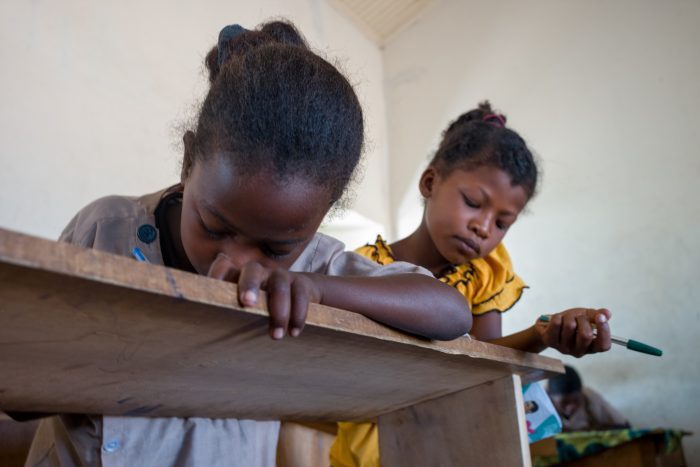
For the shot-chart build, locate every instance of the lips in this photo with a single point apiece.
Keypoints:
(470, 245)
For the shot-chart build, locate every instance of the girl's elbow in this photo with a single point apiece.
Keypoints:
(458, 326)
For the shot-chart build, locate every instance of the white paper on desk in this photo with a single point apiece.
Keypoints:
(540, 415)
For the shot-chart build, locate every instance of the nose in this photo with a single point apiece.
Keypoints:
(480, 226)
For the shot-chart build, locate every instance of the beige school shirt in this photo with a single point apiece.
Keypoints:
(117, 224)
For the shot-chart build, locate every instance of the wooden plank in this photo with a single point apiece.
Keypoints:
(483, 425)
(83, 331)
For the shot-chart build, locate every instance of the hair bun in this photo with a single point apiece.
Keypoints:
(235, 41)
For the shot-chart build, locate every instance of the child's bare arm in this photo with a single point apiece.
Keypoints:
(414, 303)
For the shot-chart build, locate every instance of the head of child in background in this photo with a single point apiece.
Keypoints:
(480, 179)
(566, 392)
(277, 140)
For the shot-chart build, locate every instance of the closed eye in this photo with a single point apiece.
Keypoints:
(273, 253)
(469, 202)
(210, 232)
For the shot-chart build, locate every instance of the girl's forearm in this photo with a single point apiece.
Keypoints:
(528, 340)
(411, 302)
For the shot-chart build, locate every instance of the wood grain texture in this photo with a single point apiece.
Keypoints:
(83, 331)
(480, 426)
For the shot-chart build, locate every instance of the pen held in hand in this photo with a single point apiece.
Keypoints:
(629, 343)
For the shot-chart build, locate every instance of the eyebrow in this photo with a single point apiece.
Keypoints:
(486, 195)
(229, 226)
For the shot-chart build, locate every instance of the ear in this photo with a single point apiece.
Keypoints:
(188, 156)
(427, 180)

################

§ **Given instruction**
Copy out, word for word, the stretch of the records from the line containing "For the shot-chart build, locate every instance of the closed" through the end of the records.

§ **Solution below**
For the shot-chart build, locate every instance of the closed eye in this photo with a single point apiece.
Keypoints:
(273, 253)
(469, 202)
(210, 232)
For the shot-chart build, locate every instance of the girl's forearm in this photo with a single point apiece.
Keypoints:
(528, 340)
(411, 302)
For the shot-chart build, locate every instance of the wood grain texture in this photo with a single point apiece.
Keypoints:
(83, 331)
(480, 426)
For the shot-chart build, locate every instance of the pen held in hand in this photo with a single point apiece.
Keypoints:
(629, 343)
For the shot-chart build, locate every instance of the eyebrow in this photo with a single point apiece.
Keypoints:
(486, 195)
(229, 226)
For the shot-chart build, locate every instance of the ear in this photo with a single point apiece.
Keypoints:
(188, 156)
(427, 180)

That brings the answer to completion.